> [Task prompt] Copy every one of the entries below word for word, but leave the pictures out of your copy.
— Start Material for this task —
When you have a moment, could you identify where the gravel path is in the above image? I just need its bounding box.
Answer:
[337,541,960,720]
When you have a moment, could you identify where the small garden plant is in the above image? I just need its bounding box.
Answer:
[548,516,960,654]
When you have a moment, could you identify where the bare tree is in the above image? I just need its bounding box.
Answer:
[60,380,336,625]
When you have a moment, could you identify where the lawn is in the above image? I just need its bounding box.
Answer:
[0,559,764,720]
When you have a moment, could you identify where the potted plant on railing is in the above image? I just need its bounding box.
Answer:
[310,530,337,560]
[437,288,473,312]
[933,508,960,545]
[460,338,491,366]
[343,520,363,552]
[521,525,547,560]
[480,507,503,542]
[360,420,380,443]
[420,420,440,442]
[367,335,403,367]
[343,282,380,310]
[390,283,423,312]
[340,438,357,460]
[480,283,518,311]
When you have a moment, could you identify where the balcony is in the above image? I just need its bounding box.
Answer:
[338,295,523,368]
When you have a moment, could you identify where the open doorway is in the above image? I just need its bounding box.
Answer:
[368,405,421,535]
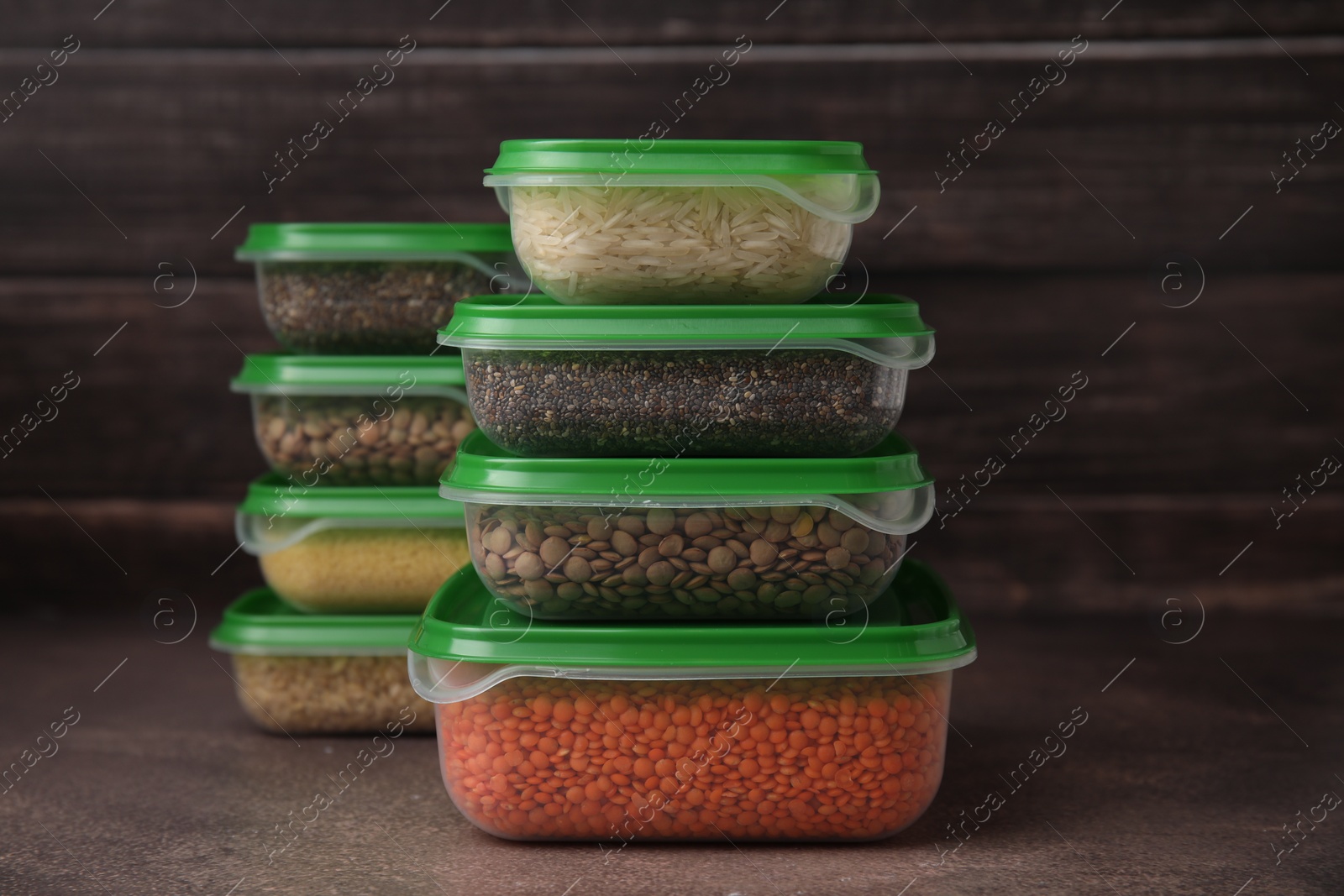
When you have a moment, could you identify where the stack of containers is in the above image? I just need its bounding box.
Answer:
[211,223,522,735]
[410,139,974,841]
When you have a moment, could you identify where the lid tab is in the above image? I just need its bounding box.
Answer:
[210,589,418,657]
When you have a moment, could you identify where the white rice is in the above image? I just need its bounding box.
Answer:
[509,186,851,304]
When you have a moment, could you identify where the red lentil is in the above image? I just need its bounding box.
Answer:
[438,672,952,840]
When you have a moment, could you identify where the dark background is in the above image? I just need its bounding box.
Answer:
[0,0,1344,619]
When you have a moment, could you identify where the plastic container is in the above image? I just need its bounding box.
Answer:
[439,432,934,621]
[410,560,976,842]
[234,473,470,612]
[230,354,475,488]
[484,139,878,305]
[210,589,434,736]
[234,223,526,354]
[439,296,934,457]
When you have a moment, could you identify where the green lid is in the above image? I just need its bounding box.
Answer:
[486,139,875,177]
[236,354,466,401]
[234,223,513,260]
[210,589,418,657]
[238,473,462,520]
[438,294,932,368]
[439,430,932,506]
[410,558,976,703]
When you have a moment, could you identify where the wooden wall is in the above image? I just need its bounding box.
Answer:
[0,0,1344,616]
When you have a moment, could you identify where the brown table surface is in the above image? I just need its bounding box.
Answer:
[0,616,1344,896]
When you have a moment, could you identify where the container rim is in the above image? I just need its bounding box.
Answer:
[438,293,934,369]
[234,222,513,264]
[407,558,976,703]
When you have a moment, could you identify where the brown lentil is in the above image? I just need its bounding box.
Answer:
[253,395,475,485]
[466,504,905,619]
[257,255,504,354]
[234,654,434,735]
[438,672,952,841]
[462,349,906,456]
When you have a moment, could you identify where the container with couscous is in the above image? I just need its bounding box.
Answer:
[235,473,470,612]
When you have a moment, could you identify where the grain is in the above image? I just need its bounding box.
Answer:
[466,504,905,619]
[509,186,852,304]
[438,672,952,842]
[260,527,473,612]
[234,654,434,735]
[462,349,907,457]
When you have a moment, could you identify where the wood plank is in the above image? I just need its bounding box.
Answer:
[0,39,1344,275]
[4,0,1344,47]
[0,270,1344,502]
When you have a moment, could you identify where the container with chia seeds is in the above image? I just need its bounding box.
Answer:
[234,473,470,612]
[439,432,934,621]
[210,589,434,736]
[231,354,475,488]
[438,294,934,457]
[484,139,878,305]
[410,560,976,844]
[235,223,527,354]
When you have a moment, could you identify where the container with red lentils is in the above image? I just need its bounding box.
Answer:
[410,560,976,842]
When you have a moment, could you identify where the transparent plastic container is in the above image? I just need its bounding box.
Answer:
[235,223,527,354]
[234,473,470,612]
[439,294,934,457]
[439,432,932,621]
[231,354,475,488]
[484,139,878,305]
[410,562,976,844]
[210,589,434,737]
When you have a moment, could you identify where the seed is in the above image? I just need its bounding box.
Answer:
[789,513,815,538]
[522,579,555,600]
[616,515,643,538]
[751,540,778,565]
[260,260,495,354]
[817,522,840,548]
[472,506,902,618]
[465,349,905,456]
[486,553,508,582]
[645,560,677,584]
[612,529,637,558]
[707,547,738,574]
[564,558,593,583]
[486,527,513,553]
[728,569,755,591]
[522,522,546,551]
[681,513,714,538]
[827,548,849,569]
[540,535,570,569]
[513,551,545,579]
[645,508,676,535]
[840,528,869,553]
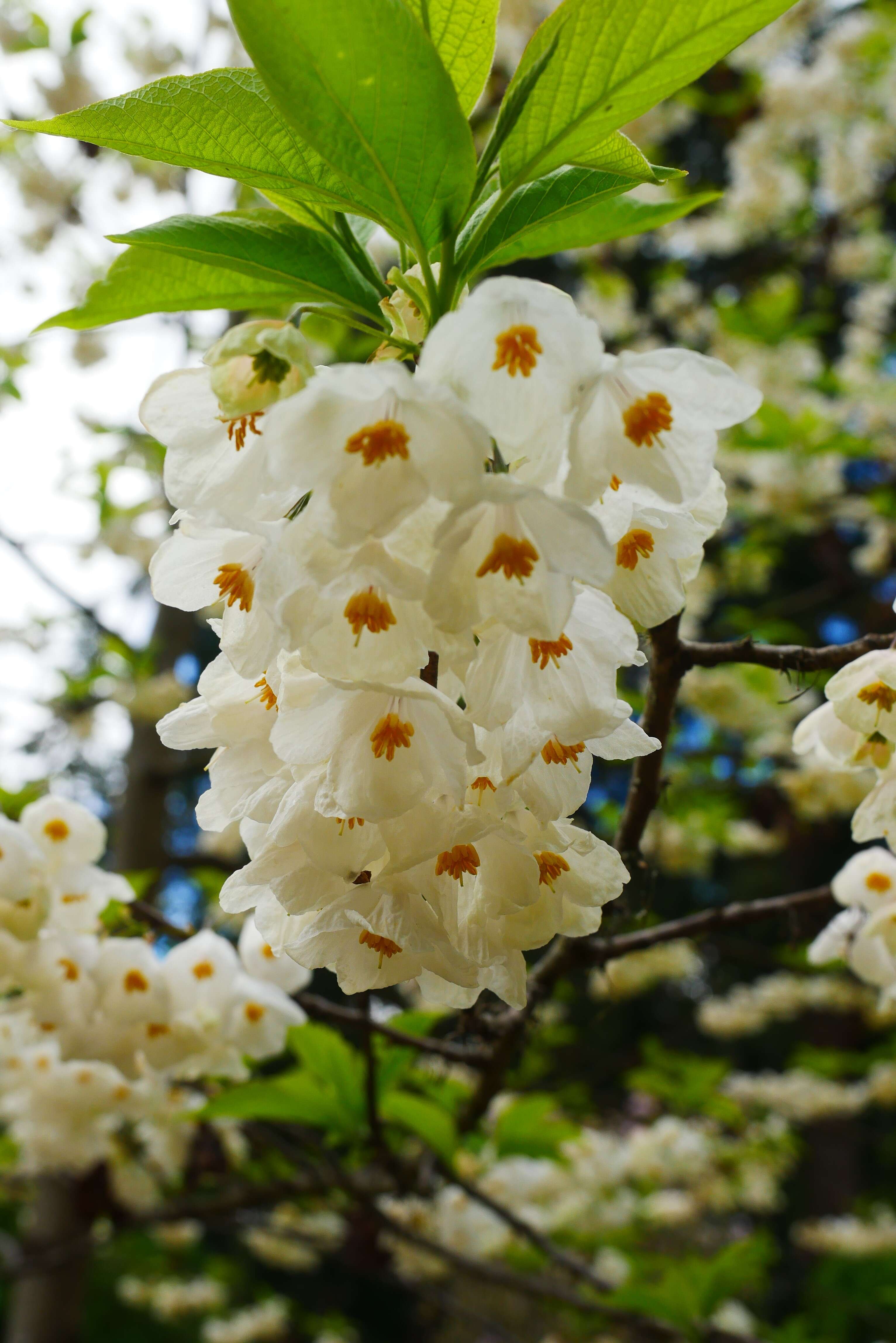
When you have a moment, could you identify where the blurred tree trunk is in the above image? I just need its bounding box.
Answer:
[7,1175,90,1343]
[5,607,207,1343]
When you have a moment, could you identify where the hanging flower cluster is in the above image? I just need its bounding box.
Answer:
[794,649,896,1011]
[0,796,308,1176]
[152,277,760,1006]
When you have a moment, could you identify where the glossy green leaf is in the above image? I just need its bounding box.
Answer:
[8,70,368,217]
[287,1021,365,1116]
[380,1091,458,1162]
[501,0,792,185]
[110,209,380,317]
[230,0,475,251]
[38,247,296,330]
[404,0,500,116]
[203,1073,344,1130]
[462,181,720,271]
[458,158,686,274]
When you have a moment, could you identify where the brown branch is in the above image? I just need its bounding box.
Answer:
[682,626,893,672]
[613,615,688,866]
[583,886,833,971]
[369,1205,683,1340]
[437,1160,613,1292]
[293,991,492,1068]
[126,900,196,941]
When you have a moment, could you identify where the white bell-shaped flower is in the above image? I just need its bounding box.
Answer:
[19,795,106,872]
[149,516,283,677]
[277,884,475,994]
[830,845,896,913]
[566,349,762,504]
[224,966,308,1058]
[275,533,433,681]
[47,864,134,932]
[594,483,726,629]
[238,912,312,999]
[466,590,645,782]
[0,817,48,937]
[425,474,614,639]
[140,368,289,521]
[792,703,893,769]
[158,653,290,830]
[94,937,170,1025]
[421,275,603,483]
[271,667,478,821]
[825,649,896,741]
[259,364,490,545]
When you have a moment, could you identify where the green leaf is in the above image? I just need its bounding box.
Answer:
[501,0,792,185]
[459,168,719,274]
[404,0,500,116]
[7,70,360,217]
[230,0,475,252]
[201,1073,344,1131]
[109,209,380,318]
[494,1092,579,1156]
[286,1021,365,1118]
[36,247,296,330]
[380,1091,458,1162]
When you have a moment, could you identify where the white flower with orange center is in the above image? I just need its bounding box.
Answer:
[158,653,291,830]
[825,649,896,743]
[266,884,475,994]
[258,363,490,547]
[274,536,433,681]
[591,471,727,629]
[149,514,282,680]
[425,476,613,640]
[566,349,762,504]
[271,669,478,822]
[421,277,603,483]
[465,590,645,780]
[830,845,896,912]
— End Material for this task —
> [Response to the exercise]
When you have a moment, could you identify where the gravel path is in the above image? I just need its bounding box.
Answer:
[337,541,960,720]
When you have a moment, could you identify where the small garden plant is in the above image? I just need its bounding box.
Answer:
[548,516,960,654]
When you have a moment, could you identify where the bare tree is in the above image? I just need its bounding box.
Answer:
[60,380,336,625]
When you have a moment, could you identify where the lawn is in the above image? I just need its bounding box.
Answer:
[0,559,764,720]
When you have a moment, could you identify where the potted plant on railing is in the above image? I just need its bounding box.
Answer:
[310,530,337,560]
[437,288,473,312]
[933,508,960,545]
[460,338,491,366]
[343,520,363,552]
[521,525,547,560]
[480,507,503,542]
[360,420,380,443]
[420,420,440,442]
[367,335,403,367]
[343,282,380,310]
[390,283,423,312]
[340,438,357,460]
[480,283,518,311]
When you have a moment, could you identify where the balcony is in the above image? I just need its bounding box.
Answer:
[338,295,523,368]
When you have a moment, could you identify where the open doorway is in the above image? I just need its bounding box.
Answer:
[368,405,421,535]
When you have a moment, could you identify where the stack of containers is in the above image? I just need its bounding box.
Answer:
[211,223,522,735]
[410,139,974,841]
When you have a moment, could you identify where the lid tab is in the above image? I just need its bounding box.
Answer:
[210,589,418,657]
When you have a moment, could you identify where the white rice is in the above image? I just need its bounding box.
Answer:
[509,186,851,304]
When you have a moment, could you identify where the red lentil is in the above image? I just need its bounding box.
Answer:
[438,672,952,840]
When you have a moment, could you identify where the dark background is in the above image? I just need its bounding box.
Answer:
[0,0,1344,619]
When you have a moment, could you identify where the plastic container is in the above image? I just need its bounding box.
Answer:
[439,432,934,621]
[410,560,976,842]
[234,473,470,612]
[230,354,475,488]
[484,139,878,305]
[210,589,434,736]
[234,223,526,354]
[439,296,934,457]
When you have a moment, could you identify where the green lid is in the above image? I just need its bounding box.
Answer:
[486,139,875,177]
[236,354,466,401]
[234,223,513,260]
[210,589,418,657]
[238,473,462,520]
[438,294,932,368]
[439,430,932,506]
[410,558,976,703]
When you have a moment, could you identify where the wooden wall is in the above image? I just need its bounding box.
Answer:
[0,0,1344,616]
When you have a moment, could you identify where the brown table surface is in the above image? I just need its bounding box.
Answer:
[0,616,1344,896]
When you have a moment, could you identify where the container rim is in the above image? I just need its bounding box.
Answer:
[438,293,934,369]
[234,222,513,264]
[407,558,976,703]
When you have a moment, could you identify where the brown lentil is in the above image? I just need its bounding box.
Answer:
[253,395,475,485]
[466,504,905,619]
[257,255,504,354]
[234,654,434,735]
[438,672,952,841]
[462,349,906,456]
When you have a moment, could you identify where the container with couscous is in the above image? I just need its bounding box.
Answer:
[235,473,470,612]
When you have a moment, could you identify where the grain is in the above image? I just need its bounding box.
Answer:
[466,504,905,619]
[509,186,852,304]
[438,672,952,842]
[260,527,473,612]
[234,654,434,735]
[462,349,907,457]
When you have a moment, could you identify where the wood plank is in the above image? I just need its bounding box.
Answer:
[0,39,1344,275]
[4,0,1344,47]
[0,270,1344,502]
When you have a moment, could you identify where the container with chia seeds is in the above image? I just need its bounding box.
Answer:
[234,473,470,612]
[439,432,934,621]
[210,589,434,736]
[231,354,475,488]
[438,294,934,457]
[484,139,878,305]
[410,560,976,844]
[235,223,527,354]
When you have a moment, could you identify where the container with red lentils is in the above image? I just need its bounding box.
Answer:
[410,560,976,842]
When you have a moment, could you identify where the transparent plastic container is in the above image? I just need its bounding box.
Answer:
[235,223,527,354]
[234,473,470,612]
[439,294,934,457]
[439,432,932,621]
[231,354,475,488]
[484,139,878,305]
[410,562,976,844]
[210,589,434,737]
When you have a moment, could you identify where the seed is in the above image? I just need its bounding box.
Answer:
[789,513,815,538]
[522,579,555,600]
[616,515,643,538]
[751,540,778,565]
[260,260,495,354]
[817,522,840,548]
[472,506,902,618]
[465,349,905,456]
[486,553,508,582]
[645,560,677,584]
[612,529,637,558]
[707,547,738,574]
[564,558,593,583]
[486,527,513,553]
[728,569,755,591]
[522,522,546,551]
[681,513,714,538]
[827,548,849,569]
[540,535,570,569]
[513,551,545,579]
[645,508,676,535]
[840,528,869,553]
When you have a moment, could you identify where the blurred tree trunk is in the above image? I just need its bounding box.
Answer:
[7,1175,90,1343]
[5,607,207,1343]
When you have a moment, could you identify where the hanging flower cluster is in the above image? I just need its bounding box.
Answer:
[794,649,896,1011]
[0,796,308,1176]
[152,277,760,1006]
When you have a moment, could you identify where the glossy green leaf is in the above image? I just need its bounding box.
Answer:
[8,70,368,217]
[287,1021,365,1116]
[380,1091,458,1162]
[501,0,792,185]
[110,209,380,317]
[230,0,475,251]
[38,247,296,330]
[404,0,500,116]
[203,1073,344,1130]
[462,181,720,271]
[458,158,686,274]
When you have a moment, could you identify where the brown branch is in the above image? I just need its bounding box.
Answer:
[682,626,893,672]
[613,615,688,866]
[583,886,833,971]
[369,1205,683,1340]
[437,1160,613,1292]
[293,991,492,1068]
[126,900,196,941]
When you have a moment, could you identify where the white bell-shaped flower is in the above image? I just need its bounding box.
Answer:
[19,795,106,872]
[149,516,283,677]
[277,884,475,994]
[830,845,896,913]
[566,349,762,504]
[224,966,308,1058]
[275,533,433,681]
[47,864,134,932]
[594,483,726,629]
[238,912,312,999]
[466,590,645,782]
[0,817,48,937]
[425,474,614,639]
[140,368,289,521]
[792,703,893,769]
[158,653,290,830]
[94,937,170,1025]
[421,275,603,483]
[271,667,478,821]
[825,649,896,741]
[259,364,490,545]
When you have a moment, could you identify where the green leaf is in the above image? I just need its bounding box.
Answer:
[501,0,792,185]
[459,168,719,274]
[404,0,500,116]
[7,70,360,217]
[230,0,475,252]
[201,1073,344,1131]
[109,209,380,318]
[494,1092,579,1156]
[286,1021,365,1118]
[36,247,296,330]
[380,1091,458,1162]
When you have a moment, could you identify where the white flower with orange center is in the above image? I just need its bounding box.
Answer:
[158,653,291,830]
[825,649,896,743]
[266,884,475,994]
[258,363,490,547]
[274,536,433,681]
[591,471,727,629]
[149,514,282,680]
[425,476,613,640]
[566,349,762,504]
[271,669,478,822]
[421,277,603,483]
[465,590,645,780]
[830,845,896,912]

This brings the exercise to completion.